• Extract to read
The class will consist of lectures on basic material, and discussion and reading of work that is more current and/or speculative. Students will be required to prepare for and help lead some of the discussions. Students who are not leading discussions will still be expected to read papers to prepare for them. They will also do problem sets or projects in which they implement and test an approach to segmentation, or propose novel work on segmentation. There will also be a midterm and a final exam covering the basic computational techniques we’ve learned. Students will find it important to have some prior knowledge of vision, mathematical sophistication, and familiarity with topics such as calculus, linear algebra, probability and statistics.
Requirements
Here is my current plan for the workload of the class. This may change during the first two weeks, as the number of students settles down.

• To do
1. According to the course description, when might the workload plan change?
2. Find every line in the entries that contains the word "utility", and copy each of those lines.

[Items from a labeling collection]

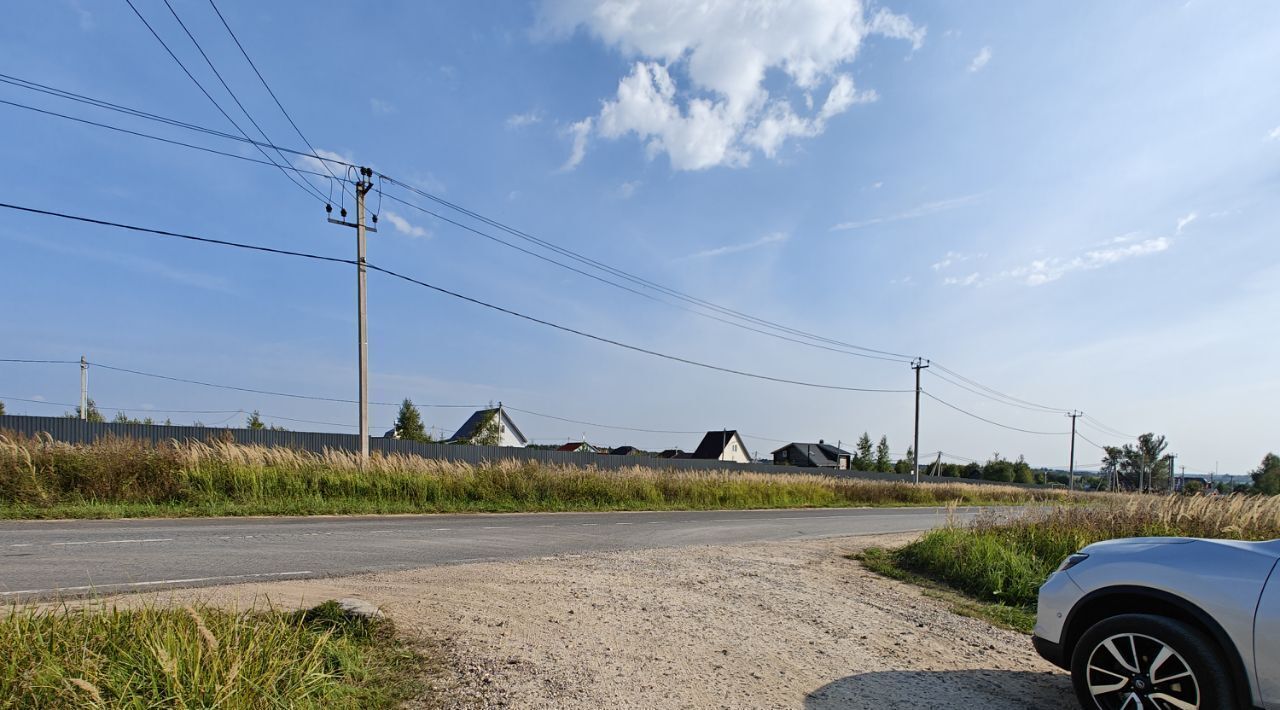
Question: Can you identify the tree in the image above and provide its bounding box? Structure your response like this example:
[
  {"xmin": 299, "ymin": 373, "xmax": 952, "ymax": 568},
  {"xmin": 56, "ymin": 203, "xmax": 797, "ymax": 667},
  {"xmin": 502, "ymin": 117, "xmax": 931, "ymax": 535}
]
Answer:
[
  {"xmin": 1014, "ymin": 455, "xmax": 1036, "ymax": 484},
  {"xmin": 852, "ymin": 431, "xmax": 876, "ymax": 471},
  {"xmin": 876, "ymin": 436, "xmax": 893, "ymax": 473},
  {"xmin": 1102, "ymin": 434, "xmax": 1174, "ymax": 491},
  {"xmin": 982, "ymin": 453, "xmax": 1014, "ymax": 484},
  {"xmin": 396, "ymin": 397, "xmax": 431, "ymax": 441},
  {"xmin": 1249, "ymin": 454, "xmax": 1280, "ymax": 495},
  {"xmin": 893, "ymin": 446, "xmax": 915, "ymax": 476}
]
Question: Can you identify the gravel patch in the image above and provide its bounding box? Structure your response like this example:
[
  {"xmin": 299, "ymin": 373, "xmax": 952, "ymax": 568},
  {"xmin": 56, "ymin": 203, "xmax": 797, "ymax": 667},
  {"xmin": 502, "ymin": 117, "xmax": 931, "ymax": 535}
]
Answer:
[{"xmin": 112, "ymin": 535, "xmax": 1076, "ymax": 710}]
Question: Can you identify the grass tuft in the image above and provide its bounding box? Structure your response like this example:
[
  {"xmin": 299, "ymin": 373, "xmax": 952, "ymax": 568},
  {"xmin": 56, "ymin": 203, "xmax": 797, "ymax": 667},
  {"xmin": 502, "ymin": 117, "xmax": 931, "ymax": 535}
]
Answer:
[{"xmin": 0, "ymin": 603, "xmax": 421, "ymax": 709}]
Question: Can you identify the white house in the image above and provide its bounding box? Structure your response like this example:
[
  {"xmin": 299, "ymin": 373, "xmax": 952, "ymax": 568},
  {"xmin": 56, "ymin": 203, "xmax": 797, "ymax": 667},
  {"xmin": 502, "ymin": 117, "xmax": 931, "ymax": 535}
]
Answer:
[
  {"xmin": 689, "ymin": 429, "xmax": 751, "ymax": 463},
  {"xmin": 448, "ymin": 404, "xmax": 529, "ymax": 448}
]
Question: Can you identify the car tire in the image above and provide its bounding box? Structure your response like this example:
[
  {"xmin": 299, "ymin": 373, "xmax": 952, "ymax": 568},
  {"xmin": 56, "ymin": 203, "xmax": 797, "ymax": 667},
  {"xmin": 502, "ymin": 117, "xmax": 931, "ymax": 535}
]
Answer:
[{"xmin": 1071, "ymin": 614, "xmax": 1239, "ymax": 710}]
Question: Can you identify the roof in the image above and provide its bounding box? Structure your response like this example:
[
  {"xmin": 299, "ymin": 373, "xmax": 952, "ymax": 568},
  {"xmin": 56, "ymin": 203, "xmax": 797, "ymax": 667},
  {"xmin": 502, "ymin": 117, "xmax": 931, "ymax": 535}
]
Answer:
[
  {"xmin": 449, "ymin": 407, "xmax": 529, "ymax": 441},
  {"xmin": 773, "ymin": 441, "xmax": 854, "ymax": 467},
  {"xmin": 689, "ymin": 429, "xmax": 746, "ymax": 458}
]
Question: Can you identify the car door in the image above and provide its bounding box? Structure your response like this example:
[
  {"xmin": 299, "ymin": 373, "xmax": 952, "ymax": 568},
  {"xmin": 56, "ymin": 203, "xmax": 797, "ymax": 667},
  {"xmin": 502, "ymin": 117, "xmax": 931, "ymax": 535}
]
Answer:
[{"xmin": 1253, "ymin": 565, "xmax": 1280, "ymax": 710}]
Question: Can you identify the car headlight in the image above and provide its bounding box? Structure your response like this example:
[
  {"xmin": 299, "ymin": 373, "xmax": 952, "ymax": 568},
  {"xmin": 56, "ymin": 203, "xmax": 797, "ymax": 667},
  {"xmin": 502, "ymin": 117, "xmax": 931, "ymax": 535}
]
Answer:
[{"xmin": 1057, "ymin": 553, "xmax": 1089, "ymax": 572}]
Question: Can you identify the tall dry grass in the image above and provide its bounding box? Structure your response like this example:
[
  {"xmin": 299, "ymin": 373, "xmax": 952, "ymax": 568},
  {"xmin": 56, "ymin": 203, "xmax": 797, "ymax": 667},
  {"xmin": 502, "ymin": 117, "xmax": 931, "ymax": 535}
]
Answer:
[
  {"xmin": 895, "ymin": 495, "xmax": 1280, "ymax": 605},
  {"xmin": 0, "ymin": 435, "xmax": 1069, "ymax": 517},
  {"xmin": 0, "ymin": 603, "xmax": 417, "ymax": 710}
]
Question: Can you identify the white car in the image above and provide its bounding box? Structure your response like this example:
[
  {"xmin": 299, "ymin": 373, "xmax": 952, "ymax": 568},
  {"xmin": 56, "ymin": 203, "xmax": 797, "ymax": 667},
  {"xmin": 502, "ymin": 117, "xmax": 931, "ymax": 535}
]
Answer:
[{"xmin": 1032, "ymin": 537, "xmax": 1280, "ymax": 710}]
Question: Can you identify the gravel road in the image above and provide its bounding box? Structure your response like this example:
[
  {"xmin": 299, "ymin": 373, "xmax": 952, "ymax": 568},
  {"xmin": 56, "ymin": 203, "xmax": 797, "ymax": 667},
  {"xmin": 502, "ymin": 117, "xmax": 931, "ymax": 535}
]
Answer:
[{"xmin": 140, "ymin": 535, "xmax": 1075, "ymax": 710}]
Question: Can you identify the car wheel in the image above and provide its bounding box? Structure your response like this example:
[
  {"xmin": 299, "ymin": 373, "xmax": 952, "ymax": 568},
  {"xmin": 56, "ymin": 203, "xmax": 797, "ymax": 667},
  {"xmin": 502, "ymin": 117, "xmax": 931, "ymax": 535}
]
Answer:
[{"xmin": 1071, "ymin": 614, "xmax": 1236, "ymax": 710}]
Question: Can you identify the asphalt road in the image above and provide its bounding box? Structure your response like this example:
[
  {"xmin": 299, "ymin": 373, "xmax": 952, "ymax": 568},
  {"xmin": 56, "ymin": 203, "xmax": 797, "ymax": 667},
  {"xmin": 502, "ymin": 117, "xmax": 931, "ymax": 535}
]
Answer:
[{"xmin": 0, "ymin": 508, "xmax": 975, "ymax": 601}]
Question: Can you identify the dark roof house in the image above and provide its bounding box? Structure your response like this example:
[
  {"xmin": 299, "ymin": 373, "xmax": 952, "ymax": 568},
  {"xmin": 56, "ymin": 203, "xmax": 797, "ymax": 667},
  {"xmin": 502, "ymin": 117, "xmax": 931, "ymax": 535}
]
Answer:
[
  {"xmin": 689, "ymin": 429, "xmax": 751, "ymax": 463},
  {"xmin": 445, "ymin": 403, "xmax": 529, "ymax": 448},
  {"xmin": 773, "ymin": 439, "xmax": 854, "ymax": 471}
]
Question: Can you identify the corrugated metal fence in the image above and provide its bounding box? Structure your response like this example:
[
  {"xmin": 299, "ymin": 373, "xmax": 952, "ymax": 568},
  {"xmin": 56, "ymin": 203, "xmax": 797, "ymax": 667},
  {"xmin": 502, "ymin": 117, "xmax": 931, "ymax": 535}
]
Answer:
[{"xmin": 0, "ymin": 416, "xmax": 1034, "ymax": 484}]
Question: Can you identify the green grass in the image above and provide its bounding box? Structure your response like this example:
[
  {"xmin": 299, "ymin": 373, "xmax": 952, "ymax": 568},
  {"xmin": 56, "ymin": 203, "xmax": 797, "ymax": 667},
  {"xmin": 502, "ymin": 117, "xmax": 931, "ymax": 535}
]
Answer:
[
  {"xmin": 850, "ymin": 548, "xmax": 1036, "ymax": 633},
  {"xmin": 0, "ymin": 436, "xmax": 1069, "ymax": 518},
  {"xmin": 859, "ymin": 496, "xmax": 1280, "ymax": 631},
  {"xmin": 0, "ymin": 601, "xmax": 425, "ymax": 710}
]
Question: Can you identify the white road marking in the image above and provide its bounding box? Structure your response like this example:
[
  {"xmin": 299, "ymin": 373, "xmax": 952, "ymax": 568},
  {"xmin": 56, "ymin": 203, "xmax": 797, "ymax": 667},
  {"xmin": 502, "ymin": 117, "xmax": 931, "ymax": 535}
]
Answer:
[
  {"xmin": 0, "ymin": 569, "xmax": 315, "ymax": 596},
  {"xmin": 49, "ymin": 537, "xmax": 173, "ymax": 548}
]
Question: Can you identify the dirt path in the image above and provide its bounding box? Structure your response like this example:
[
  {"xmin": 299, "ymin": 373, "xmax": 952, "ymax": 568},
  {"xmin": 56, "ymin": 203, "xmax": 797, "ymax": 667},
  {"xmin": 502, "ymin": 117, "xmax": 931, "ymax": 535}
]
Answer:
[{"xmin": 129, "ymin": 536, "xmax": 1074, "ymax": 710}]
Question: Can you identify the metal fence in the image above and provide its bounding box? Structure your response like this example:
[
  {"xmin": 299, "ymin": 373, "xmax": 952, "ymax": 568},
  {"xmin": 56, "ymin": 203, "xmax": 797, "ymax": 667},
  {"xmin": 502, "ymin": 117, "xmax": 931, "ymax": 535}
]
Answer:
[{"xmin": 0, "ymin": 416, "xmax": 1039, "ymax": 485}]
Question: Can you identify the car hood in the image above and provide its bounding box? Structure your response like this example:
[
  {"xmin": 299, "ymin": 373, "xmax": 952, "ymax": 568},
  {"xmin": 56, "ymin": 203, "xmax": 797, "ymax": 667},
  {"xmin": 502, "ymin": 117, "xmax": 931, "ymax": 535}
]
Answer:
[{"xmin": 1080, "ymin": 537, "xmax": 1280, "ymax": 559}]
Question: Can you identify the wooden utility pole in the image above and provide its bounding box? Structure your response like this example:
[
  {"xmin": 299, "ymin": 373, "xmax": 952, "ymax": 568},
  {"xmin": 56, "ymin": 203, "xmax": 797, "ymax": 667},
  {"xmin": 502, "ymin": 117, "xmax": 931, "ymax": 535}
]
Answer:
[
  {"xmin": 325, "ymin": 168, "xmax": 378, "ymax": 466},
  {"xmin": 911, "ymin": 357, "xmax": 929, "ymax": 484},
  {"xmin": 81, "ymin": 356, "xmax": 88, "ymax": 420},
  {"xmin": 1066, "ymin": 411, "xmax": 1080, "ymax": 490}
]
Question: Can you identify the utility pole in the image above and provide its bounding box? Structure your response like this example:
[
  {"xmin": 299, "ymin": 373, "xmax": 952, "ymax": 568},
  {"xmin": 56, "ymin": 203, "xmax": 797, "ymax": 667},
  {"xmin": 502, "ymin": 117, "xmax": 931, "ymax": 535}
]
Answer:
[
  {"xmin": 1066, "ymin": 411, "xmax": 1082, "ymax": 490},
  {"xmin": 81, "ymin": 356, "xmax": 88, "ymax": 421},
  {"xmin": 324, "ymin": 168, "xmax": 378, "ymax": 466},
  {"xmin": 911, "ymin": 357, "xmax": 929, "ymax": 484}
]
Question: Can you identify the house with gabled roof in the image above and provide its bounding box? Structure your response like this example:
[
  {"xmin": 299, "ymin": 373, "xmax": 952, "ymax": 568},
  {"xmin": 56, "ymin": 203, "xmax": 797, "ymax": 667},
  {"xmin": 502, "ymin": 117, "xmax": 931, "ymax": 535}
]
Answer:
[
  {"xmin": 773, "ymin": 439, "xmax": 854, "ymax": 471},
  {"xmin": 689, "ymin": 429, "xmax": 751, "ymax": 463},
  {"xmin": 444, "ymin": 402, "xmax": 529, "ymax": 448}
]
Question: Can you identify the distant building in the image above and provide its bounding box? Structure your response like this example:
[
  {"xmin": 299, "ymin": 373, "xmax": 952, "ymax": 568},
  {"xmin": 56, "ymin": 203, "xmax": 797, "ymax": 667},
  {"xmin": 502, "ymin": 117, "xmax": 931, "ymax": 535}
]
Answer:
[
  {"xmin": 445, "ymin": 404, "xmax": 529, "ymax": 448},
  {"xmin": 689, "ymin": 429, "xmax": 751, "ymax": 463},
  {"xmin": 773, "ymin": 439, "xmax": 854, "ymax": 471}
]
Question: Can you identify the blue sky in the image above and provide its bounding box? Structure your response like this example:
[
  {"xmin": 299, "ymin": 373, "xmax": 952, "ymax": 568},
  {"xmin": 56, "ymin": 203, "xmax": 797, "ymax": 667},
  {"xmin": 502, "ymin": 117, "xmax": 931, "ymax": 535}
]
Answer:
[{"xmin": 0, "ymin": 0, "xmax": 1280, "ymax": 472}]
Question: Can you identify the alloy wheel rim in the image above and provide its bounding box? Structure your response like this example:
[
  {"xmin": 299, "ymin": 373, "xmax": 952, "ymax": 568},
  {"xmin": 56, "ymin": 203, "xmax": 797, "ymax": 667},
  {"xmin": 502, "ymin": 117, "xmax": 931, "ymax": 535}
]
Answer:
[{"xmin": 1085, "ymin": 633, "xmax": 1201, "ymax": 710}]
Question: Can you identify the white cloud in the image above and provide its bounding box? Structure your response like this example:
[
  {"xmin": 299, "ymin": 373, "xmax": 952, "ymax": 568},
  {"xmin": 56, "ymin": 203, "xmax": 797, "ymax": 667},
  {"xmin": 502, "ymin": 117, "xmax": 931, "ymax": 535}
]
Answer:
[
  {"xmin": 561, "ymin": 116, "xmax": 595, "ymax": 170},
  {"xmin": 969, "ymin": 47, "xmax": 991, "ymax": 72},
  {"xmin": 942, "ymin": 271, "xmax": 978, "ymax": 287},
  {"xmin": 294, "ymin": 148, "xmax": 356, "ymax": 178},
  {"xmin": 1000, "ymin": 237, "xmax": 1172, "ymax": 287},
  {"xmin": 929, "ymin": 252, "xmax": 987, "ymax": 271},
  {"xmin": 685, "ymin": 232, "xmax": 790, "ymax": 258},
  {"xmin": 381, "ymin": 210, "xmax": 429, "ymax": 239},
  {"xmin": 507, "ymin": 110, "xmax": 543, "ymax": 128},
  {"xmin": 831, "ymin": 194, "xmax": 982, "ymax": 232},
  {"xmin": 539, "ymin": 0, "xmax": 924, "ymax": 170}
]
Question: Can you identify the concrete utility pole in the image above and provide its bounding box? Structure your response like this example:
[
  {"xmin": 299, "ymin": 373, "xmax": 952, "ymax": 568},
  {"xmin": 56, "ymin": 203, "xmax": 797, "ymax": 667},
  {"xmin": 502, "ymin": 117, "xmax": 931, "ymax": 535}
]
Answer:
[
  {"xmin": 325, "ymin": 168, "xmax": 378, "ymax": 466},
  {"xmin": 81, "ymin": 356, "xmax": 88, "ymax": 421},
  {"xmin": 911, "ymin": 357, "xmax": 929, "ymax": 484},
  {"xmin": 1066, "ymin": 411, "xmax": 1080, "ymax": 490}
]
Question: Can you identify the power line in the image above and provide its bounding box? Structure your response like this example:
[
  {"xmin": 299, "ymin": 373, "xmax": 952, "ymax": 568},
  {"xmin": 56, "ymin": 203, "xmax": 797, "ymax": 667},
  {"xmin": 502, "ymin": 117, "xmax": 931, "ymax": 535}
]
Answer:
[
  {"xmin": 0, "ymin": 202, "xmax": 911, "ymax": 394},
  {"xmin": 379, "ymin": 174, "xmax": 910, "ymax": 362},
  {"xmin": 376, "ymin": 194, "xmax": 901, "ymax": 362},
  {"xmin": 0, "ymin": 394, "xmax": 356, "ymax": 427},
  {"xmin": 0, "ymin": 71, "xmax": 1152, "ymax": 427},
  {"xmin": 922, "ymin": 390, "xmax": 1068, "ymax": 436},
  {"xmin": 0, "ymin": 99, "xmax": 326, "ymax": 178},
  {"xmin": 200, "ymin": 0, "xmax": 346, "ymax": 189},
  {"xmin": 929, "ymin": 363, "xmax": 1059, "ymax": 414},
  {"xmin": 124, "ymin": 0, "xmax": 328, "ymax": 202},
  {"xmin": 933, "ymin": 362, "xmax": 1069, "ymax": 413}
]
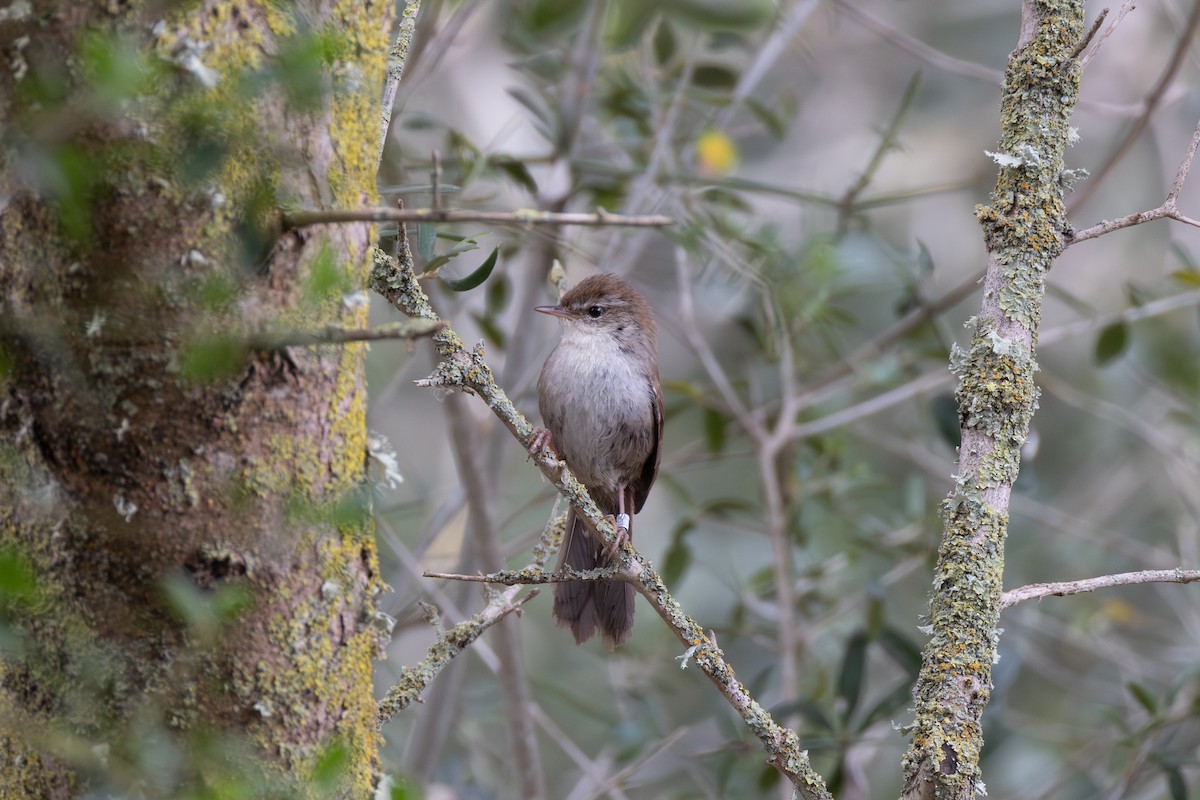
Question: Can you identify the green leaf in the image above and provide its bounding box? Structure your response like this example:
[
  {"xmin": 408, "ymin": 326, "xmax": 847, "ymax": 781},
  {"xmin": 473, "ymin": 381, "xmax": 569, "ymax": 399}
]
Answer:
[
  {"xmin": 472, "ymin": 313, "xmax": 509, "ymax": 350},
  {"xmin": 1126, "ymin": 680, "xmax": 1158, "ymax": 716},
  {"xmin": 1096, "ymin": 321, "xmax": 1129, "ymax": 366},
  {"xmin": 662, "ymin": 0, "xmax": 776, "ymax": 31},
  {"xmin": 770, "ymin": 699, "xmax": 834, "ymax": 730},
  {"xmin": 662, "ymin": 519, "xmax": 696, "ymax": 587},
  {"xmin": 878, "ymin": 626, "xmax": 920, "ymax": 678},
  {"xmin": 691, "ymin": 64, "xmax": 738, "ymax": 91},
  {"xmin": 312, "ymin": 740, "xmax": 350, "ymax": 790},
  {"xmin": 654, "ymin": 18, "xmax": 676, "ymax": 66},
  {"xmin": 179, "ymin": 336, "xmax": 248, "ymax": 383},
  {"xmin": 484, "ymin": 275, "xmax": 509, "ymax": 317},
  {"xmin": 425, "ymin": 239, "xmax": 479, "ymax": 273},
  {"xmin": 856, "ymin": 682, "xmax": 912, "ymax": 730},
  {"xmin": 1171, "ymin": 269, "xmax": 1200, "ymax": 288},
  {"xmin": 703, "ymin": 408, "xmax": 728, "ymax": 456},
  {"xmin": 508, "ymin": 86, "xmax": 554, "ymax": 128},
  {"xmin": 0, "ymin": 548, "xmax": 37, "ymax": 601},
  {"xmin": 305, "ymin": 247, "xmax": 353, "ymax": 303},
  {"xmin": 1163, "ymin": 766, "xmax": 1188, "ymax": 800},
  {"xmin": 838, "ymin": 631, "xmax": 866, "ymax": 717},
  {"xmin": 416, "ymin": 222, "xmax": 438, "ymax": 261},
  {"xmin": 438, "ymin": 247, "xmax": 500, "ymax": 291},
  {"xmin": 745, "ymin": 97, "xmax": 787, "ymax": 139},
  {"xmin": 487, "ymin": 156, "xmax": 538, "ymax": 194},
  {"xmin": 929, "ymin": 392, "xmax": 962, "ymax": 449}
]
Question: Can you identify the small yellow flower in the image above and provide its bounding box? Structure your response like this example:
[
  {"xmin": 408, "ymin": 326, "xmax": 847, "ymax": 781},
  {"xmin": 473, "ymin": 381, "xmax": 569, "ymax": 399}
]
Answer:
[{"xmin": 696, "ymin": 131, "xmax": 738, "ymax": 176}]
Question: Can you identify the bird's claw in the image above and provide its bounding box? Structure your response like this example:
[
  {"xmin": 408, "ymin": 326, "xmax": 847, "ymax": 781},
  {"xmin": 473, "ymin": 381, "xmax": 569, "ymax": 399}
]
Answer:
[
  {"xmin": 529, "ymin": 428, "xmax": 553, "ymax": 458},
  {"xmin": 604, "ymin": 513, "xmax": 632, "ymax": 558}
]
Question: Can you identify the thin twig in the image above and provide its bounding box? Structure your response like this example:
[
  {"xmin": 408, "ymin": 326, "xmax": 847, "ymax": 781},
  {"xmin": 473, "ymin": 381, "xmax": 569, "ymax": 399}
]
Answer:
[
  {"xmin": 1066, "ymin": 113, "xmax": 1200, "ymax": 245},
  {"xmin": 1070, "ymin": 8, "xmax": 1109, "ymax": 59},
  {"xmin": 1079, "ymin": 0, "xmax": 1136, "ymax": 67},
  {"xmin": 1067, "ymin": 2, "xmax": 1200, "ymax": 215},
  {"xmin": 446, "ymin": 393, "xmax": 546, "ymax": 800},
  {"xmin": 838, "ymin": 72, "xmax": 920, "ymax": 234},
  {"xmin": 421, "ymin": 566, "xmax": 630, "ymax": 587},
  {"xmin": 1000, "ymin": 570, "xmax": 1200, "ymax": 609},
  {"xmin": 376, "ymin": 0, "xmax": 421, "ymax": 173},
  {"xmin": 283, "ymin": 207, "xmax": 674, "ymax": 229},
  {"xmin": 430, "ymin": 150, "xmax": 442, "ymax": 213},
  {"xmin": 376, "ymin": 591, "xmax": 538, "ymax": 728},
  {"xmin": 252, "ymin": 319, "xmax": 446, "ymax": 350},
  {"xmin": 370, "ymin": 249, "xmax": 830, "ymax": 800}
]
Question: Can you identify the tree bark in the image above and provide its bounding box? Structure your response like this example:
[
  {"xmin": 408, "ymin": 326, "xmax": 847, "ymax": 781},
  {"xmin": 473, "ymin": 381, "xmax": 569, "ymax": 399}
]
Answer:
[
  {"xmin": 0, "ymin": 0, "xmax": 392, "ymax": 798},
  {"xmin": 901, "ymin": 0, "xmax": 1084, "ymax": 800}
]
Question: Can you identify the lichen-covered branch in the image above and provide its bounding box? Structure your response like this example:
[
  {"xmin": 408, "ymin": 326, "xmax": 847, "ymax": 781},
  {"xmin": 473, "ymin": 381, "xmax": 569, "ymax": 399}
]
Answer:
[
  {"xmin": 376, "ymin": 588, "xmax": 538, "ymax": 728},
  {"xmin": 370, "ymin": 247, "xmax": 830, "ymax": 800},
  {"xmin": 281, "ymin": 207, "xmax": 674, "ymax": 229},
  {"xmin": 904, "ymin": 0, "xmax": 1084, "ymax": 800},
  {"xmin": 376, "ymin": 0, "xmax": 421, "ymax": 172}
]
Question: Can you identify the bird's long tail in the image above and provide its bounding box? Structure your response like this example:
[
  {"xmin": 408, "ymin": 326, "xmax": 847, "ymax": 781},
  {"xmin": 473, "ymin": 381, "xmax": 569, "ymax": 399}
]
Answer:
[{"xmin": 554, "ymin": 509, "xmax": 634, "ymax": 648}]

• Task results
1. During the first two weeks, as the number of students settles down.

2.
Question: Can you identify the wooden utility pole in the image above and provide its bounding box? Structure your response like this example:
Question: Can you identify the utility pole in the image above and provide its bounding box? Structure your response like this example:
Question: Can you identify the concrete utility pole in the image above and provide its bounding box? Structure your response like this example:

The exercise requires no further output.